---------- Information ----------

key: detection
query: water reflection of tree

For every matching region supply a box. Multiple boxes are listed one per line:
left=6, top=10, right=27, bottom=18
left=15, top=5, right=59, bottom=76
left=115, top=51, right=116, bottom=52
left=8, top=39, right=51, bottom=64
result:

----------

- [What you are asked to do] Read the data above. Pull out each line in which the string "right" appears.

- [Your solution]
left=6, top=10, right=27, bottom=18
left=15, top=5, right=59, bottom=76
left=115, top=51, right=116, bottom=52
left=8, top=39, right=51, bottom=64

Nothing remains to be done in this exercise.